• **TAREFA 1**
Redigite o trecho do texto sobre o hábito de torcer que começa em "Os homens das" e vai até "segurança do grupo.".
• **TAREFA 2**
Dê continuidade ao texto sobre o hábito de torcer, começando logo depois da última frase apresentada.

• **TRECHO DA PÁGINA**
▽
Um milhão de anos atrás, o mundo era bem diferente, e por incrivel que pareça, ainda carregamos certos traços e predileções herdadas de nossos antepassados. As emoções permanecem as mesmas desde que o mundo é mundo. Alegria, tristeza, raiva, amor, saudade, ódio foram sendo estudados, segmentados, refinados, mas a verdade é que em maior ou menor intensidade, sempre se fizeram presentes na humanidade.



Os homens das cavernas defendiam-se dos inimigos como podiam. Usavam mãos, pedras e ossos e só os mais aptos sobreviveram. Quando sobrava algum tempo, se acasalavam e procriavam. Alguém tinha que cuidar dos filhos pequenos, pois cobras, aranhas, ursos, lobos e até inimigos de outras tribos podiam atacá-los. O homem primitivo aprendeu que vivendo em grupo, poderia ter benefícios em relação a segurança, alimentação e acasalamento.


Os mais fortes eram destacados para as tarefas perigosas (caça, guerra, luta), enquanto os menos dotados fisicamente cuidavam das crianças, da alimentação, do fogo, da coleta de folhas e frutos. Os guerreiros eram respeitados e tratados como ídolos, ou até mesmo heróis, pois eram os responsáveis pela alimentação e segurança do grupo.


Enquanto os guerreiros lutavam, os que esperavam torciam pelo retôrno e sucesso dos lutadores, pois seu destino dependia deles. O sentimento ou a segurança de ter alguém mais apto, escolhido pelo grupo para defendê-lo dos inimigos invasores é a herança que trouxemos das cavernas.


Assim, escolhemos um time de futebol, que fará a representação de nossos guerreiros, e torcemos para que ele vença os inimigos invasores. Torcemos, aplaudimos, choramos, ficamos excitados e até agoniados mesmo sabendo que aqueles jogadores não são os nossos garotos, a nossa tribo. O que está em jogo não é a nossa sobrevivência. São apenas profissionais do esporte realizando seu trabalho e momentâneamente vestindo a camisa de um clube.


Escolher heróis que vão nos defender faz parte da história da humanidade. Quando crianças nossos pais são heróis e nos fazem dormir contando histórias de outros super-heróis. Mais tarde, escolhemos atletas, politicos, soldados, martires e outros personagens para torcer. Quase sempre torcemos pelo mocinho nos filmes, novelas e na vida. Os mais fracos e os injustiçados também ficam com uma parte dos votos. Torcer está em nossos gens.
△
• **LISTA DE REGISTROS**
▽
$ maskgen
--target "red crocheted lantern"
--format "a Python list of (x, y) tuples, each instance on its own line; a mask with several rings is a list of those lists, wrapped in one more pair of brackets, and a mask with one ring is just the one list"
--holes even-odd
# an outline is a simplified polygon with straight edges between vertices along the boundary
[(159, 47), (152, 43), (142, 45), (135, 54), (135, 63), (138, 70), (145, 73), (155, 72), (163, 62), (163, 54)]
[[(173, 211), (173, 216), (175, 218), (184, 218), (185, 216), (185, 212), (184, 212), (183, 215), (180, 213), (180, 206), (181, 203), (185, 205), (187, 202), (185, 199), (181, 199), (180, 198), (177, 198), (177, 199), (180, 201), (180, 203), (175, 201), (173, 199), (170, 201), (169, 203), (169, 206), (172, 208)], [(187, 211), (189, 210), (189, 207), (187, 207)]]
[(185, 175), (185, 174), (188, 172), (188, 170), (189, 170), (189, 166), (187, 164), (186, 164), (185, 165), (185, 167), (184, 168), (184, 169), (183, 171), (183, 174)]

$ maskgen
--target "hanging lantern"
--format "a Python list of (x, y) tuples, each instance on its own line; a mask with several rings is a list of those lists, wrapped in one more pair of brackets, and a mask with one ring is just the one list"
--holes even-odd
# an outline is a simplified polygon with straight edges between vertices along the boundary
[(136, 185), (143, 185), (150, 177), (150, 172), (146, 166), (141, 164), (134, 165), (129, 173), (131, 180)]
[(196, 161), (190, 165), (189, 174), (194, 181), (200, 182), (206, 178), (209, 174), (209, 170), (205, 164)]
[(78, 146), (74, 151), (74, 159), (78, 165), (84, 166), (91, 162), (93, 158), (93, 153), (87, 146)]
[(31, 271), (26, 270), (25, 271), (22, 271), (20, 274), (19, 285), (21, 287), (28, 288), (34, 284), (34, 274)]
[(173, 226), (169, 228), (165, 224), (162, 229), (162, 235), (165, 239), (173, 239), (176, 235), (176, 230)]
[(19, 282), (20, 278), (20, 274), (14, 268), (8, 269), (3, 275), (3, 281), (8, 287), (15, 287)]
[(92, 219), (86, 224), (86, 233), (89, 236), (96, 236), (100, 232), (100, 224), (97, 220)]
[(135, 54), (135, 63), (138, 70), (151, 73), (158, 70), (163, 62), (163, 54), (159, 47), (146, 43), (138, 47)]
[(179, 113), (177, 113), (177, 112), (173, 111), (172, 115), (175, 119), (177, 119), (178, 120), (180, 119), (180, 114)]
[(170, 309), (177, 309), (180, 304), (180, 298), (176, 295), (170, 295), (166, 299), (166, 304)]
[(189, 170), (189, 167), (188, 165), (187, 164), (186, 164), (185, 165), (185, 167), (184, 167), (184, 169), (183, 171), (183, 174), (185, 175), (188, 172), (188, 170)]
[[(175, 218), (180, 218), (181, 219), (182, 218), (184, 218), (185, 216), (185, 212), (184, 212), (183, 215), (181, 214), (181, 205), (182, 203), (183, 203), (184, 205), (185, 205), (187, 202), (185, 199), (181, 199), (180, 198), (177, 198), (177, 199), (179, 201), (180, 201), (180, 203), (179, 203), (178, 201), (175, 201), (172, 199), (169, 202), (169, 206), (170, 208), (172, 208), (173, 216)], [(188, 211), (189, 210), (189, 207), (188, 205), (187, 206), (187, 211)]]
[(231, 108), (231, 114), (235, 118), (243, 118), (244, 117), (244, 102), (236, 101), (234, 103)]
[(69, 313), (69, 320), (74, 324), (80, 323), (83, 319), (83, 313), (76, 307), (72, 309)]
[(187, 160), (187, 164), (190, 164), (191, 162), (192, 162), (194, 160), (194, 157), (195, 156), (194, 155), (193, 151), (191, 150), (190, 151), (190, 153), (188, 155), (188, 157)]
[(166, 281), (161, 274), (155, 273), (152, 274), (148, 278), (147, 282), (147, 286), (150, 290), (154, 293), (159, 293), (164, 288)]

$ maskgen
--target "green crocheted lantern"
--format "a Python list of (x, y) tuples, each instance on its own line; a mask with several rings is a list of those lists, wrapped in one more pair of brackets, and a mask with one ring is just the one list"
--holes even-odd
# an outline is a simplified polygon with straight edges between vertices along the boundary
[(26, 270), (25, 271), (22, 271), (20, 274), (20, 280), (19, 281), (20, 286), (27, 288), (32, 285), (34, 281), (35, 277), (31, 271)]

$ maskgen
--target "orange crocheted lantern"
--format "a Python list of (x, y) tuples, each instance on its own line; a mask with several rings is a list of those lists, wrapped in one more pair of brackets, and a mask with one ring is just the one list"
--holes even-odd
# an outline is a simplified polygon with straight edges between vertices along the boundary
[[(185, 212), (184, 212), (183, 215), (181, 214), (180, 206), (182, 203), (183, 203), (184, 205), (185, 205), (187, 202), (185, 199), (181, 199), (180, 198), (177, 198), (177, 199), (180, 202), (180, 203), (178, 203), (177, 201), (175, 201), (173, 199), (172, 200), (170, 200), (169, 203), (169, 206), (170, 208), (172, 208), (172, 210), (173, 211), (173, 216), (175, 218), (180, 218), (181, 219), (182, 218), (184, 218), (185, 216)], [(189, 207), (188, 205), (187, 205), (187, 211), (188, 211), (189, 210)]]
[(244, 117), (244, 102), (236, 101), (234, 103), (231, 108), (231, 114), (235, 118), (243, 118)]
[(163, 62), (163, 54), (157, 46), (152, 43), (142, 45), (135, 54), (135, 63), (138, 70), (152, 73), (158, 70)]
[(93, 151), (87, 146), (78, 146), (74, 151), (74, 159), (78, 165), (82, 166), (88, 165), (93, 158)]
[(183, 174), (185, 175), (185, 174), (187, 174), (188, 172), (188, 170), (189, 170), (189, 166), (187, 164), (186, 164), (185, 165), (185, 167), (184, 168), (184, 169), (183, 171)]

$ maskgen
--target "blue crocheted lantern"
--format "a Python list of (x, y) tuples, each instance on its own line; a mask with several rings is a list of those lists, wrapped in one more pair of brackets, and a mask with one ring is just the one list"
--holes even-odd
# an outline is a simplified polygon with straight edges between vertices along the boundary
△
• **RESPOSTA 1**
Os homens das cavernas defendiam-se dos inimigos como podiam. Usavam mãos, pedras e ossos e só os mais aptos sobreviveram. Quando sobrava algum tempo, se acasalavam e procriavam. Alguém tinha que cuidar dos filhos pequenos, pois cobras, aranhas, ursos, lobos e até inimigos de outras tribos podiam atacá-los. O homem primitivo aprendeu que vivendo em grupo, poderia ter benefícios em relação a segurança, alimentação e acasalamento.


Os mais fortes eram destacados para as tarefas perigosas (caça, guerra, luta), enquanto os menos dotados fisicamente cuidavam das crianças, da alimentação, do fogo, da coleta de folhas e frutos. Os guerreiros eram respeitados e tratados como ídolos, ou até mesmo heróis, pois eram os responsáveis pela alimentação e segurança do grupo.

• **RESPOSTA 2**
O mais intrigante é que quase sempre somos incorporados por um sentimento de igualdade, familiaridade e amor por quem torcemos e desprezo pelos adversários,considerando-os como se fossem inimigos invasores querendo nos tirar algo precioso. Talvez isto seja um mecanismo de proteção para que não nos sintamos culpados por querer a derrota do inimigo.


Com o tempo, vamos descobrindo que nossos pais envelheceram, papai noel não existe, super homem é uma história de ficção, atletas são profissionais do esporte, politicos viraram carreiristas,ou, como dizia o poeta Cazuza, "nossos heróis morreram de overdose, nossos inimigos estão no poder".


O que aconteceu? Não se fazem mais super-heróis? Não estamos fazendo boas escolhas? Os invasores venceram a guerra?


A resposta está em nossas mãos. A genética continuará nos impulsionando a escolher novos representantes e torcer por eles. Ficar apenas torcendo para que nosso time e nossa escola de samba vençam é o mesmo que condenar nossos heróis a morrer antes de nascer. Os invasores percebem a alienação e tomam o poder.


Se quisermos reverter o quadro e vencer a guerra, temos que nos unir aos guerreiros que ainda restam e expulsar os invasores. Mas se quisermos ser heróis de verdade, precisamos não mais considerar os outros como invasores ou inimigos e querer derrotá-los. Heróis são aqueles que nos momentos mais difíceis, quando todos os seus iguais estão perdidos, resignados, alienados e derrotados, conseguem forças para lutar. Lutam por justiça, bem comum, solidariedade, liberdade, esperança...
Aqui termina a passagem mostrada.